— What you will do —
Gather every line in the listing below that contains the word "positive", treating uppercase and lowercase letters as different.

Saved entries
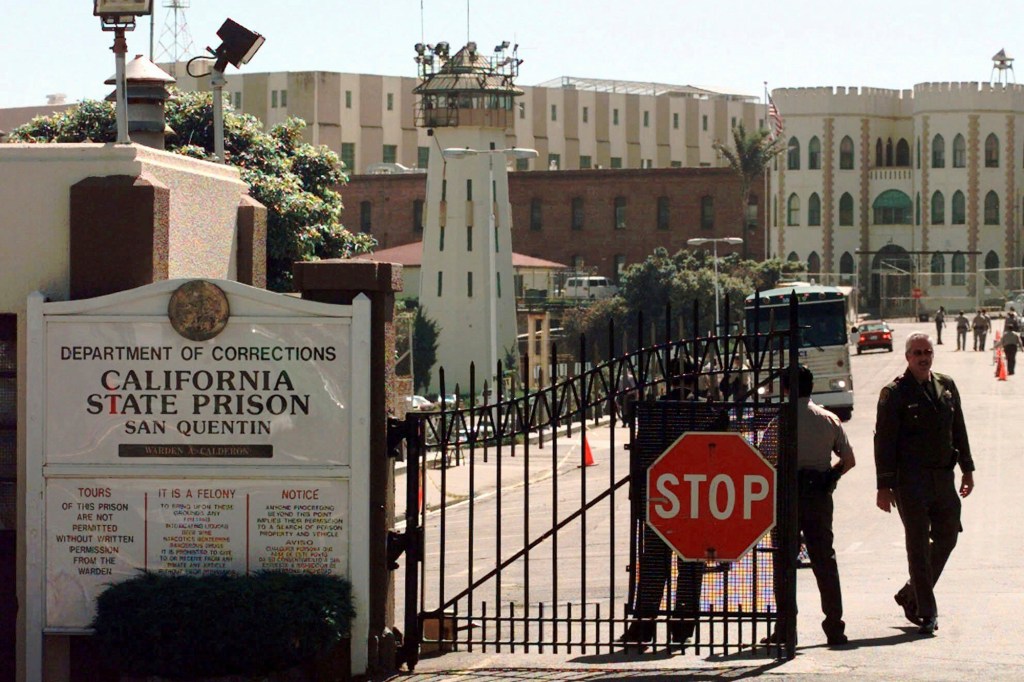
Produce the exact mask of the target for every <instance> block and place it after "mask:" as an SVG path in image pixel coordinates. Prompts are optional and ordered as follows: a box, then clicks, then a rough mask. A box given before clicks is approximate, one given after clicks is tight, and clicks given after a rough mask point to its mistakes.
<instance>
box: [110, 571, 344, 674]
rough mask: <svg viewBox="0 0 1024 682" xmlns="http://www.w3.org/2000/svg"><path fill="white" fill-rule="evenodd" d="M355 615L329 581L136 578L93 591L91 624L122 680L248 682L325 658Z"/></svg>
mask: <svg viewBox="0 0 1024 682" xmlns="http://www.w3.org/2000/svg"><path fill="white" fill-rule="evenodd" d="M354 614H355V610H354V608H353V606H352V594H351V585H350V584H349V583H348V581H346V580H344V579H342V578H338V577H335V576H316V574H308V573H286V572H280V571H263V572H257V573H252V574H249V576H240V574H236V573H218V574H211V576H203V577H191V576H174V574H167V573H156V572H144V573H140V574H139V576H137V577H135V578H132V579H131V580H128V581H125V582H123V583H118V584H116V585H112V586H111V587H110V588H108V589H106V590H105V591H104V592H103V593H102V594H100V595H99V597H98V599H97V600H96V617H95V620H94V621H93V628H94V629H95V632H96V639H97V640H98V643H99V646H100V647H101V648H102V649H103V650H104V651H105V653H106V655H108V656H109V657H110V659H111V660H112V662H113V663H114V665H115V666H116V667H117V668H118V669H119V670H120V672H121V673H123V674H129V675H137V676H148V675H159V676H163V677H169V678H188V677H215V676H222V675H250V676H253V675H265V674H268V673H272V672H275V671H281V670H286V669H288V668H292V667H294V666H296V665H299V664H303V663H308V662H310V660H313V659H314V658H316V657H317V656H319V655H323V654H325V653H327V652H328V651H329V650H330V649H331V647H333V646H334V645H335V644H336V643H337V642H338V641H339V640H340V639H341V638H342V637H343V636H346V635H347V634H348V632H349V625H350V622H351V619H352V617H353V616H354Z"/></svg>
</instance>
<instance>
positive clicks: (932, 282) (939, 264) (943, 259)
mask: <svg viewBox="0 0 1024 682" xmlns="http://www.w3.org/2000/svg"><path fill="white" fill-rule="evenodd" d="M931 269H932V286H933V287H942V286H944V285H945V284H946V257H945V256H943V255H942V254H941V253H933V254H932V268H931Z"/></svg>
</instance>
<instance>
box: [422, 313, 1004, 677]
mask: <svg viewBox="0 0 1024 682" xmlns="http://www.w3.org/2000/svg"><path fill="white" fill-rule="evenodd" d="M893 326H894V328H895V340H896V349H895V351H894V352H891V353H889V352H885V351H877V352H867V353H864V354H863V355H859V356H857V355H855V356H854V357H853V359H852V363H853V374H854V387H855V392H856V407H855V411H854V414H853V418H852V419H851V420H850V421H849V422H848V423H847V425H846V428H847V432H848V434H849V437H850V440H851V442H852V444H853V447H854V451H855V454H856V456H857V463H858V466H857V467H856V468H854V469H853V470H852V471H851V472H850V473H849V474H848V475H847V476H845V477H844V478H843V480H842V482H841V485H840V487H839V489H838V491H837V493H836V498H835V500H836V523H835V530H836V548H837V552H838V556H839V564H840V572H841V574H842V582H843V591H844V601H845V611H846V613H845V619H846V622H847V634H848V635H849V636H850V640H851V641H850V644H849V645H848V646H845V647H841V648H831V649H830V648H828V647H826V646H825V645H824V644H825V642H824V635H823V634H822V632H821V630H820V628H819V627H818V623H819V621H820V619H821V615H820V607H819V602H818V594H817V588H816V586H815V585H814V580H813V577H812V574H811V572H810V571H809V570H802V571H799V577H800V584H799V591H798V599H799V603H800V615H801V617H800V623H799V644H798V646H797V657H796V658H795V659H794V660H791V662H785V663H776V662H772V660H768V659H761V660H750V659H745V660H744V659H738V658H724V657H699V656H696V655H694V654H676V655H668V654H647V655H642V654H641V655H631V656H627V655H618V656H606V657H603V658H600V657H594V656H581V655H577V654H568V655H558V654H543V655H542V654H521V653H516V654H487V653H479V652H477V653H466V652H455V653H449V654H445V655H442V656H438V657H435V658H425V659H423V660H421V662H420V664H419V665H418V666H417V668H416V671H415V673H413V674H412V675H409V674H407V675H403V676H402V679H406V680H462V679H472V680H510V679H514V680H521V679H559V680H612V679H634V678H637V679H645V680H663V679H664V680H670V679H720V678H732V679H734V678H743V677H760V676H768V675H776V676H784V677H785V678H786V679H790V678H794V679H836V678H839V677H840V676H842V677H843V678H844V679H847V680H850V679H852V680H880V679H887V680H926V679H927V680H965V679H968V680H1018V679H1022V678H1024V651H1022V650H1021V637H1022V635H1024V627H1022V625H1021V624H1022V622H1024V620H1022V615H1021V614H1022V612H1024V578H1022V577H1021V574H1022V573H1021V567H1022V563H1024V560H1022V556H1024V555H1022V553H1021V552H1022V550H1024V522H1022V521H1021V519H1020V518H1019V516H1020V514H1019V510H1020V508H1021V498H1022V495H1021V481H1024V458H1022V457H1021V454H1022V452H1021V451H1022V449H1021V440H1022V437H1024V434H1022V428H1021V426H1022V422H1024V383H1022V382H1024V373H1022V374H1021V375H1017V376H1012V377H1009V380H1008V381H997V380H996V379H995V378H994V376H993V370H994V368H993V365H992V353H991V351H990V350H989V351H986V352H974V351H965V352H956V351H955V350H954V348H955V345H950V343H949V341H950V338H947V339H946V340H945V341H946V343H945V344H943V345H941V346H937V347H936V350H937V353H936V357H935V365H934V369H935V370H936V371H938V372H942V373H945V374H949V375H951V376H952V377H953V379H954V380H955V381H956V384H957V386H958V387H959V390H961V393H962V395H963V399H964V404H965V413H966V420H967V425H968V429H969V433H970V437H971V442H972V451H973V453H974V459H975V463H976V465H977V467H978V471H977V473H976V475H975V481H976V485H977V487H976V488H975V492H974V494H973V495H972V496H971V497H970V498H968V499H967V500H966V501H965V503H964V514H963V524H964V530H965V531H964V534H963V535H962V536H961V541H959V544H958V546H957V548H956V549H955V551H954V552H953V554H952V557H951V558H950V560H949V563H948V564H947V565H946V568H945V571H944V572H943V576H942V579H941V582H940V583H939V585H938V587H937V590H936V595H937V599H938V603H939V612H940V615H939V625H940V627H939V631H938V633H937V635H936V636H935V637H921V636H918V635H916V634H915V628H913V627H912V626H910V624H908V623H906V622H905V621H904V619H903V615H902V611H901V609H900V608H899V607H898V606H897V605H896V604H895V602H894V601H893V597H892V596H893V594H894V593H895V592H896V590H897V589H898V588H899V587H900V585H902V583H903V582H904V581H905V580H906V574H907V570H906V558H905V552H904V549H903V537H902V526H901V525H900V522H899V518H898V516H897V515H896V514H895V513H893V514H886V513H884V512H882V511H880V510H879V509H878V508H876V506H874V467H873V460H872V444H871V443H872V432H873V423H874V404H876V401H877V398H878V394H879V392H880V390H881V388H882V387H883V386H884V385H885V384H886V383H888V382H889V381H891V380H892V379H894V378H895V377H896V376H898V375H900V374H901V373H902V372H903V370H904V368H905V359H904V357H903V353H902V349H903V343H904V340H905V338H906V336H907V334H909V333H910V332H911V331H916V330H921V331H926V332H929V333H932V332H934V326H933V325H930V324H919V323H909V322H907V323H895V324H894V325H893ZM996 328H997V329H1001V322H997V323H996ZM947 334H948V330H947ZM989 348H991V340H989ZM595 456H596V457H598V458H600V457H601V455H600V453H599V452H597V453H595ZM957 477H958V476H957Z"/></svg>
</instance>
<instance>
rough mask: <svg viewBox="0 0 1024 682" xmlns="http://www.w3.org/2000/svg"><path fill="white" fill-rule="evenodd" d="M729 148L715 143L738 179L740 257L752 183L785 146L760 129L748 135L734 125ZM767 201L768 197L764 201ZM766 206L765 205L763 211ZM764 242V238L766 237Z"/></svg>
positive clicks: (782, 149)
mask: <svg viewBox="0 0 1024 682" xmlns="http://www.w3.org/2000/svg"><path fill="white" fill-rule="evenodd" d="M732 144H733V145H732V147H729V146H726V145H725V144H723V143H721V142H715V143H714V145H713V146H714V148H715V151H716V152H718V153H719V154H721V155H722V157H723V158H724V159H725V161H726V163H727V164H728V165H729V168H731V169H732V172H734V173H735V174H736V175H737V176H738V177H739V190H738V193H737V194H738V197H737V200H738V203H739V211H740V215H741V216H742V218H741V219H742V223H741V227H740V232H739V233H740V235H741V236H742V237H743V238H744V239H743V248H742V252H743V258H746V257H748V254H746V242H748V240H746V239H745V237H746V206H748V204H749V202H750V197H751V188H752V187H753V186H754V182H755V181H756V180H757V179H758V178H759V177H761V176H762V175H764V173H765V172H766V171H767V170H768V166H769V165H770V164H771V162H772V160H774V159H775V157H777V156H778V155H780V154H782V153H783V152H785V144H784V143H783V142H782V139H781V138H780V137H779V138H773V137H771V135H770V133H769V132H768V131H767V130H765V129H764V128H761V129H760V130H758V131H756V132H751V133H748V132H746V129H745V128H744V127H743V124H742V123H737V124H736V125H735V126H733V128H732ZM765 201H767V197H766V198H765ZM767 211H768V205H767V204H766V205H765V212H766V213H767ZM765 239H767V236H766V238H765Z"/></svg>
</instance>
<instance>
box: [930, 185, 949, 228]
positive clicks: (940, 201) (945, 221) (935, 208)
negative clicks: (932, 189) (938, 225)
mask: <svg viewBox="0 0 1024 682" xmlns="http://www.w3.org/2000/svg"><path fill="white" fill-rule="evenodd" d="M945 222H946V198H945V197H943V196H942V193H941V191H938V190H936V191H935V193H934V194H933V195H932V224H933V225H942V224H945Z"/></svg>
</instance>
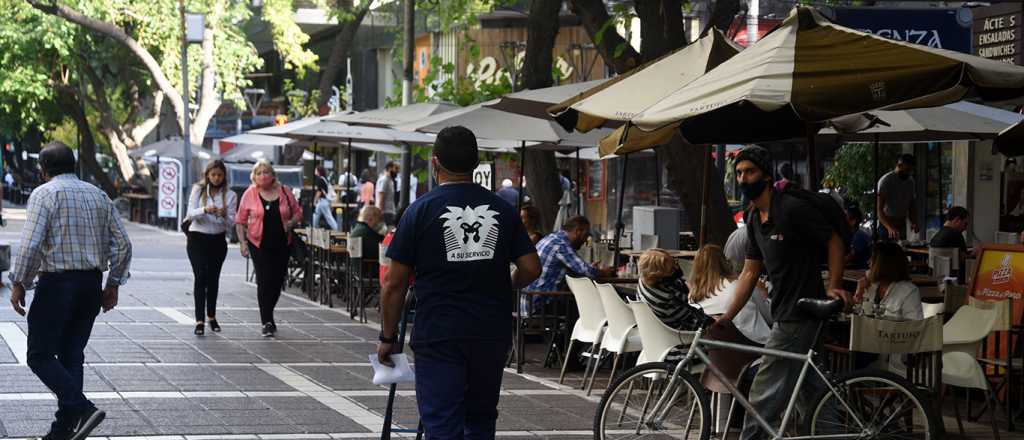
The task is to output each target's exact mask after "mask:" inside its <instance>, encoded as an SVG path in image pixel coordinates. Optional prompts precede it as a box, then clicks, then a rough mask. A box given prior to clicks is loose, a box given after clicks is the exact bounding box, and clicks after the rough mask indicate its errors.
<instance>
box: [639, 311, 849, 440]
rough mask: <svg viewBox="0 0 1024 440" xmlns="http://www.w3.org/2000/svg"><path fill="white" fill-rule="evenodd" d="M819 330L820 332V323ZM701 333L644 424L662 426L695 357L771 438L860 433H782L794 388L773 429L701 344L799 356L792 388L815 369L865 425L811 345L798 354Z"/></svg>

— Answer box —
positive clicks: (932, 282) (939, 264) (943, 259)
positive clicks: (782, 149)
positive clicks: (940, 201) (945, 221) (935, 208)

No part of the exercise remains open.